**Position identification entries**
- - -

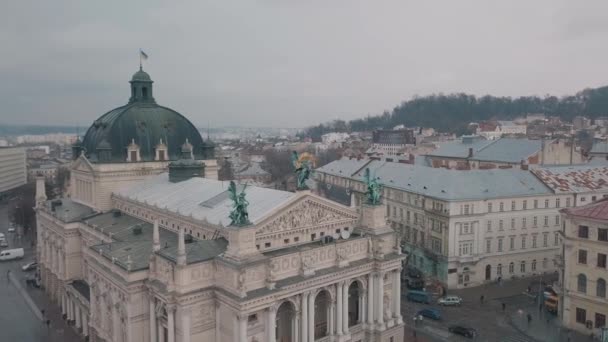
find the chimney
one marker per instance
(155, 237)
(40, 191)
(181, 248)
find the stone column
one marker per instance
(370, 300)
(380, 302)
(185, 317)
(243, 328)
(339, 307)
(311, 317)
(116, 322)
(345, 309)
(152, 321)
(271, 324)
(171, 323)
(397, 297)
(305, 317)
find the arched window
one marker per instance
(581, 283)
(601, 288)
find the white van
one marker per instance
(11, 254)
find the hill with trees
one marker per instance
(452, 113)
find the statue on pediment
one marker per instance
(374, 188)
(239, 215)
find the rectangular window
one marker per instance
(600, 320)
(582, 256)
(601, 260)
(581, 315)
(583, 232)
(602, 234)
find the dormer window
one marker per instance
(133, 152)
(161, 151)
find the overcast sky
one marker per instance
(289, 63)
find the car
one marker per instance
(462, 331)
(29, 266)
(431, 313)
(450, 300)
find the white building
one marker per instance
(466, 228)
(13, 172)
(139, 255)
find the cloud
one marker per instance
(289, 63)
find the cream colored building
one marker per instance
(467, 228)
(584, 304)
(13, 172)
(141, 254)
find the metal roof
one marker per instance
(574, 178)
(450, 185)
(191, 198)
(503, 150)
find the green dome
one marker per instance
(145, 123)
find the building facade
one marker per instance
(584, 304)
(13, 172)
(139, 254)
(467, 228)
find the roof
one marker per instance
(502, 150)
(203, 198)
(599, 147)
(450, 185)
(574, 178)
(131, 251)
(597, 210)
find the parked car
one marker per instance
(10, 254)
(450, 300)
(462, 331)
(29, 266)
(431, 313)
(419, 297)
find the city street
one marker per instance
(21, 318)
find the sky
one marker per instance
(273, 63)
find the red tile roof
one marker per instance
(596, 210)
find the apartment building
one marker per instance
(463, 228)
(584, 305)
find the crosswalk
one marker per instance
(516, 338)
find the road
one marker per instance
(20, 318)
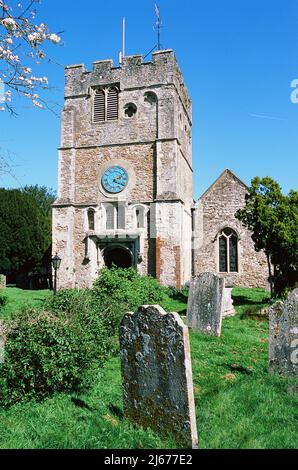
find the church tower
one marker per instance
(125, 188)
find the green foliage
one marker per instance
(3, 300)
(25, 232)
(43, 196)
(273, 219)
(127, 286)
(239, 405)
(53, 351)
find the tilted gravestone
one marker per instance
(227, 308)
(2, 281)
(156, 373)
(204, 309)
(283, 336)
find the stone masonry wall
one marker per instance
(154, 146)
(215, 210)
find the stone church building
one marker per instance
(125, 182)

- - -

**WORK TO COMPLETE**
Copy out the entries from the line with "find the cream colored building" through the last line of the entries, including both ends. Leave out the pictures.

**TASK RESPONSE**
find the cream colored building
one marker per instance
(467, 228)
(584, 304)
(13, 172)
(141, 254)
find the metal roof
one marker per instance
(574, 178)
(450, 185)
(191, 198)
(503, 150)
find the green dome
one marker per instance
(145, 123)
find the building facade
one marker per instance
(584, 304)
(13, 172)
(139, 254)
(467, 228)
find the roof
one marker per instance
(502, 150)
(203, 198)
(599, 147)
(450, 185)
(574, 178)
(131, 251)
(597, 210)
find the parked car
one marker per instance
(10, 254)
(450, 300)
(462, 331)
(29, 266)
(431, 313)
(419, 297)
find the city street
one marker per instance
(21, 318)
find the sky
one marker per instance
(273, 63)
find the red tile roof
one marker per instance
(596, 210)
find the apartment building
one marker per instance
(463, 228)
(584, 305)
find the crosswalk
one marker per instance
(516, 338)
find the road
one marker per instance
(20, 318)
find the church tower
one marker per instance
(125, 188)
find the green foliage
one marker per instance
(3, 300)
(25, 232)
(43, 196)
(273, 219)
(127, 286)
(239, 405)
(53, 351)
find the tilted gravestone
one marker per instance
(227, 308)
(2, 281)
(156, 373)
(204, 309)
(283, 336)
find the stone masonry wall
one marker per instance
(154, 146)
(215, 210)
find the stone church building
one marker per instance
(125, 182)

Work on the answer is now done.